§ **ACTIVITY**: All lines below starting at the one that holds "target | flame" and ending at the one that holds "target | green leaf" should be printed exactly, ends included. Pictures should not be printed, nor anything else.

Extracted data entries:
- - - - - - -

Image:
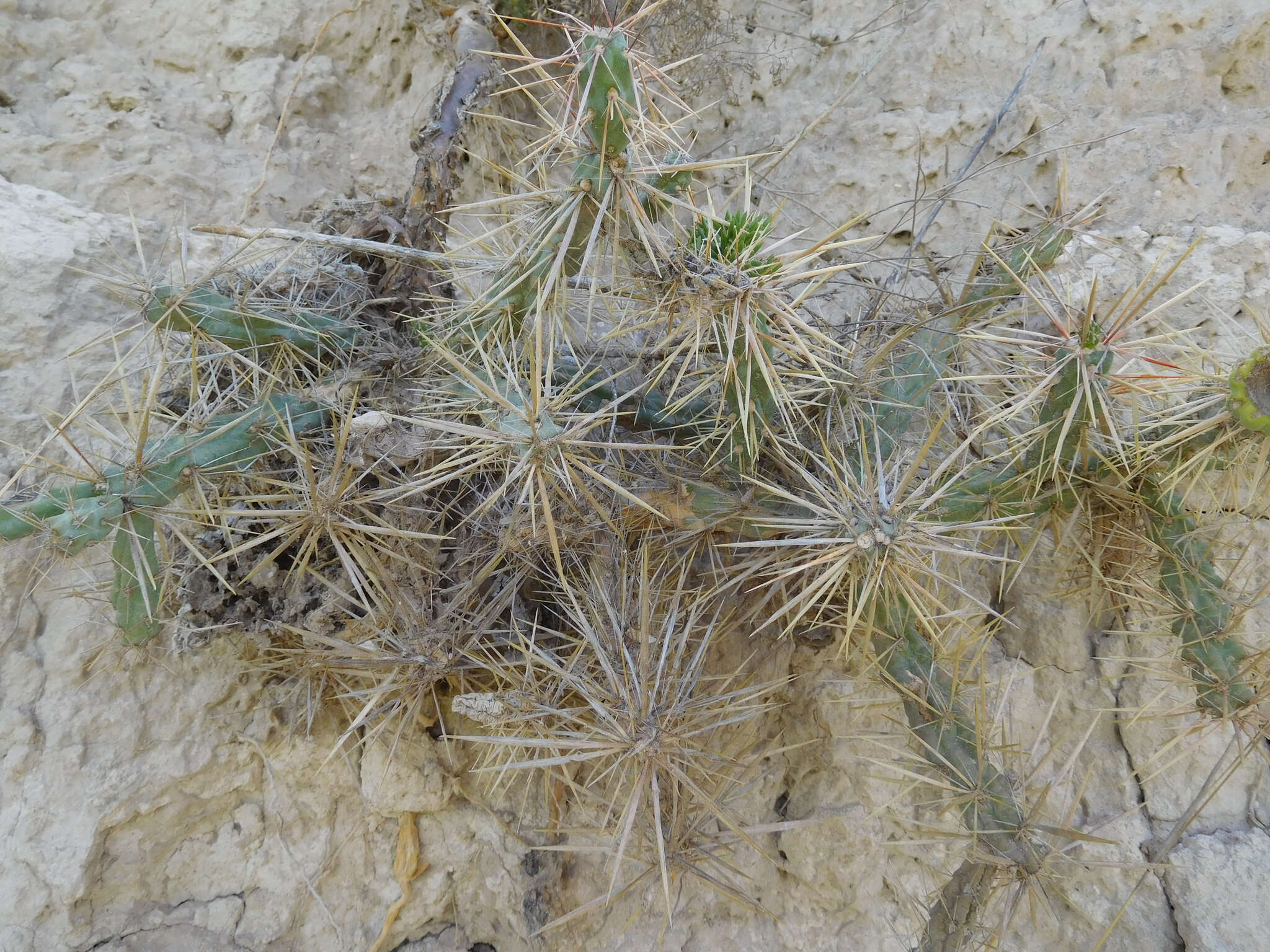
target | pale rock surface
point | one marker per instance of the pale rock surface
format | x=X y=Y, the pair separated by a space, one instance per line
x=1221 y=889
x=158 y=803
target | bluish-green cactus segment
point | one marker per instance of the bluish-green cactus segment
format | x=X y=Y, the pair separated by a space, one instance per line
x=241 y=328
x=948 y=735
x=1198 y=592
x=666 y=182
x=31 y=514
x=226 y=443
x=642 y=412
x=86 y=522
x=125 y=499
x=606 y=88
x=904 y=392
x=906 y=387
x=1067 y=412
x=998 y=283
x=135 y=592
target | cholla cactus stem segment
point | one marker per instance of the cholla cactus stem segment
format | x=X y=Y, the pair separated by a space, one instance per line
x=242 y=327
x=1197 y=589
x=949 y=738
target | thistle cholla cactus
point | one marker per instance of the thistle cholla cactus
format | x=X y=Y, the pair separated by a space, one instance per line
x=629 y=444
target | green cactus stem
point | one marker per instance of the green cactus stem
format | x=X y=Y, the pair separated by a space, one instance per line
x=1067 y=412
x=666 y=182
x=22 y=517
x=1197 y=591
x=135 y=592
x=639 y=412
x=241 y=328
x=949 y=736
x=1250 y=392
x=606 y=90
x=1001 y=283
x=123 y=500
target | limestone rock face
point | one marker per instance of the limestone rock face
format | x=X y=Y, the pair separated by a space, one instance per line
x=161 y=801
x=1220 y=886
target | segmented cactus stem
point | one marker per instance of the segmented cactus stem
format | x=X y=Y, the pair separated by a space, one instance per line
x=949 y=738
x=241 y=328
x=126 y=498
x=1197 y=591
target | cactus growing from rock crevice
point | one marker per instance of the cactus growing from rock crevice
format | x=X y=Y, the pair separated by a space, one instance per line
x=630 y=448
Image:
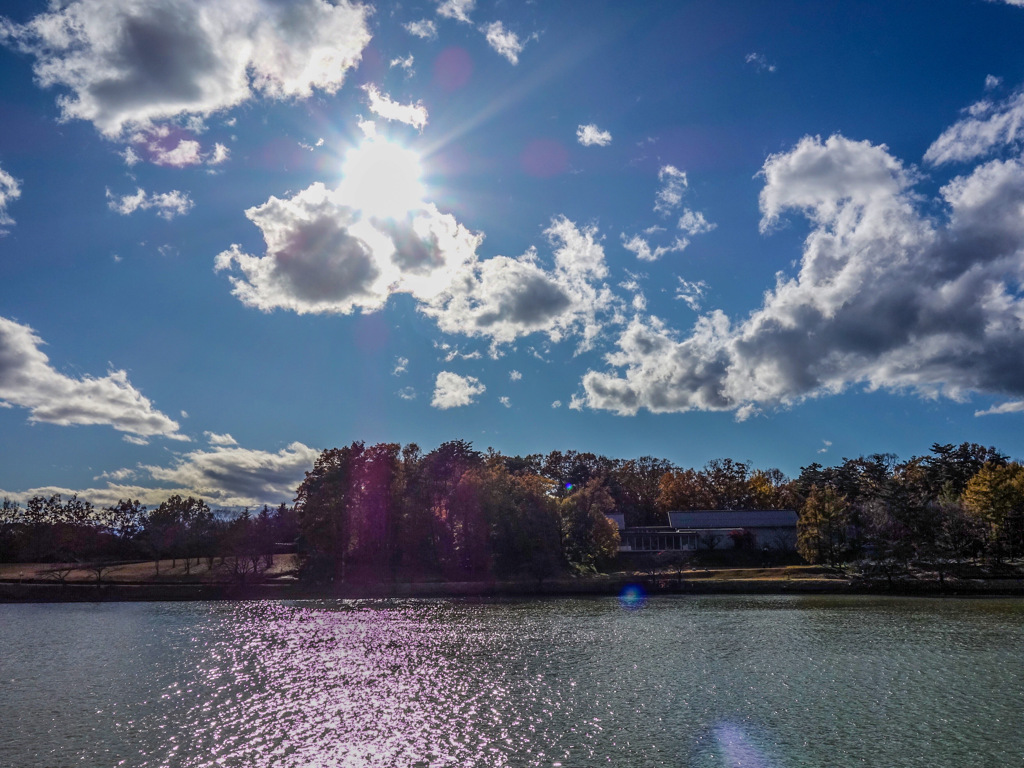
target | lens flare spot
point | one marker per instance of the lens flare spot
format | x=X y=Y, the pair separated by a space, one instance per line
x=633 y=597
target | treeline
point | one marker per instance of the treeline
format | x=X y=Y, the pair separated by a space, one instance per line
x=387 y=512
x=958 y=503
x=390 y=512
x=72 y=530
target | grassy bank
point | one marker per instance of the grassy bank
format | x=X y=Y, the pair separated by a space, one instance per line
x=139 y=581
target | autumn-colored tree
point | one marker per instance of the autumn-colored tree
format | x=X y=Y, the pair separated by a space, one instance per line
x=590 y=538
x=821 y=527
x=995 y=497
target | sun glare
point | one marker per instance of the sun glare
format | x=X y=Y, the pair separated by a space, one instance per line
x=383 y=178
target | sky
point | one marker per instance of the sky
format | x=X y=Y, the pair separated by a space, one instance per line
x=236 y=232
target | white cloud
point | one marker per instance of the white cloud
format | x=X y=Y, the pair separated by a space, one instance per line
x=986 y=127
x=220 y=155
x=693 y=222
x=130 y=157
x=185 y=153
x=591 y=135
x=457 y=9
x=28 y=380
x=136 y=62
x=223 y=476
x=885 y=297
x=504 y=298
x=760 y=61
x=691 y=293
x=9 y=190
x=168 y=205
x=673 y=185
x=220 y=439
x=325 y=256
x=641 y=247
x=1012 y=407
x=504 y=41
x=229 y=475
x=406 y=64
x=452 y=390
x=424 y=29
x=381 y=103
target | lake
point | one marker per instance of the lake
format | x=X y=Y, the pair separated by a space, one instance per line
x=701 y=681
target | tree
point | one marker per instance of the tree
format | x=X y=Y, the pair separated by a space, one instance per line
x=994 y=496
x=590 y=538
x=323 y=507
x=635 y=486
x=177 y=527
x=821 y=524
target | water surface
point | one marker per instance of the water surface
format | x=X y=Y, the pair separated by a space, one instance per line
x=767 y=681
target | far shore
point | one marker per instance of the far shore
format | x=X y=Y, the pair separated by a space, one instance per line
x=139 y=582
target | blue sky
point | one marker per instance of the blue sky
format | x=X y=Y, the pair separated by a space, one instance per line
x=239 y=231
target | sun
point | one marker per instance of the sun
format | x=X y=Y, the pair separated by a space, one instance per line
x=382 y=178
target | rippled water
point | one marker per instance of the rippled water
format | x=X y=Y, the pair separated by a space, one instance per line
x=757 y=682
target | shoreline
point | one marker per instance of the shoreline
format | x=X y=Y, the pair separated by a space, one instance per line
x=34 y=591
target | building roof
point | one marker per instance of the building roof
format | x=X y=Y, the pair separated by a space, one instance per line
x=736 y=518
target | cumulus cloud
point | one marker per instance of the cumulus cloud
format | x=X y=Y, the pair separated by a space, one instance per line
x=693 y=222
x=223 y=476
x=640 y=247
x=325 y=256
x=1013 y=407
x=885 y=297
x=406 y=64
x=220 y=155
x=230 y=475
x=381 y=103
x=452 y=390
x=168 y=205
x=674 y=184
x=591 y=135
x=136 y=62
x=760 y=61
x=28 y=380
x=504 y=41
x=220 y=439
x=424 y=29
x=9 y=190
x=985 y=127
x=505 y=298
x=457 y=9
x=185 y=153
x=691 y=293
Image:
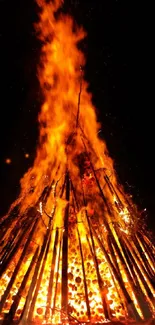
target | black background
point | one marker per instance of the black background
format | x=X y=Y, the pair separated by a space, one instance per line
x=119 y=70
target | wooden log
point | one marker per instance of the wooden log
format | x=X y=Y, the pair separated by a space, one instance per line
x=13 y=277
x=50 y=286
x=84 y=277
x=129 y=303
x=64 y=288
x=42 y=259
x=14 y=306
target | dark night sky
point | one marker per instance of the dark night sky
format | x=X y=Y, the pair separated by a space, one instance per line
x=119 y=64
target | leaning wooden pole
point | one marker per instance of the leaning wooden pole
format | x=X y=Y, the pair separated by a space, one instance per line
x=64 y=288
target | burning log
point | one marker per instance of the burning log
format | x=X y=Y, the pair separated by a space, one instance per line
x=71 y=250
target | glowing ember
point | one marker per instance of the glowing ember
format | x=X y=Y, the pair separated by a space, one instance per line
x=8 y=161
x=72 y=248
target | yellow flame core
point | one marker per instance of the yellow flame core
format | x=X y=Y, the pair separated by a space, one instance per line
x=89 y=272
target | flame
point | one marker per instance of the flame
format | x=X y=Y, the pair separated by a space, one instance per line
x=99 y=211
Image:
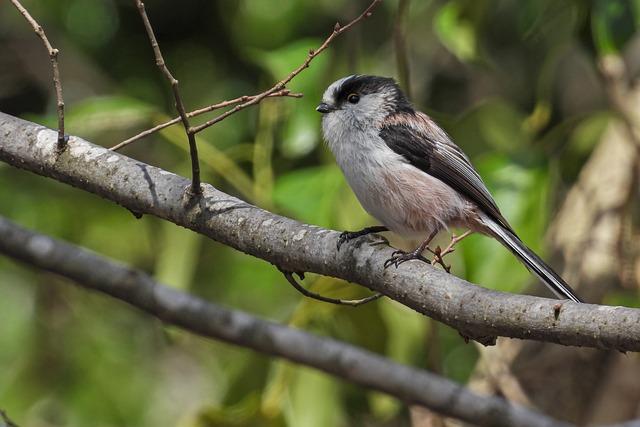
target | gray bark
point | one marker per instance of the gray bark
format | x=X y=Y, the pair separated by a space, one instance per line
x=339 y=359
x=474 y=311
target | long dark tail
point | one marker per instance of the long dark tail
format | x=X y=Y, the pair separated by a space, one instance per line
x=531 y=260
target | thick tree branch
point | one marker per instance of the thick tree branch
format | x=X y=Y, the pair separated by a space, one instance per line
x=340 y=359
x=476 y=312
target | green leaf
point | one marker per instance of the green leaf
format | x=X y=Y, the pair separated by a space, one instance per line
x=314 y=400
x=455 y=32
x=613 y=23
x=178 y=258
x=309 y=194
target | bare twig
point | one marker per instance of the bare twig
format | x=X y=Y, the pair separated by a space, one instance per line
x=340 y=359
x=223 y=104
x=193 y=149
x=6 y=421
x=353 y=303
x=399 y=39
x=439 y=254
x=473 y=310
x=53 y=57
x=337 y=30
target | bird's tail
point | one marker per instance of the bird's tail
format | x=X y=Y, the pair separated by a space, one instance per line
x=531 y=260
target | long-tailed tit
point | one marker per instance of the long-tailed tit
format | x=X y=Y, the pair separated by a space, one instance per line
x=409 y=175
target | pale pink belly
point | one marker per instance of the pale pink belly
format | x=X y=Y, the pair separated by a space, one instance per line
x=411 y=202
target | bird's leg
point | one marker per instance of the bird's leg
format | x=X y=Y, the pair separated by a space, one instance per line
x=345 y=236
x=398 y=257
x=439 y=254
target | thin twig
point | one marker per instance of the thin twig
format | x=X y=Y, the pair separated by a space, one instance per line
x=353 y=303
x=400 y=41
x=53 y=57
x=439 y=254
x=193 y=149
x=6 y=420
x=342 y=360
x=337 y=30
x=223 y=104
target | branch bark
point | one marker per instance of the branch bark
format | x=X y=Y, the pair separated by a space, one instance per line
x=476 y=312
x=339 y=359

- - - - - - -

§ **EXERCISE ANSWER**:
target | flame
point | one marker per instance of the flame
format | x=X y=Y, the pair separated by a space, one instance per line
x=99 y=211
Image:
target | gray bark
point | one marker per instance of the gray bark
format | x=X y=Y, the pair separated by a space, one instance per line
x=339 y=359
x=474 y=311
target | long dark tail
point | one marker per instance of the long dark tail
format | x=X y=Y, the pair separated by a space, one instance per line
x=531 y=260
target | thick tree branch
point | one marker per instance of the thick tree branch
format | x=X y=Y, the pair separated by a space, one instance per line
x=340 y=359
x=476 y=312
target | green leaf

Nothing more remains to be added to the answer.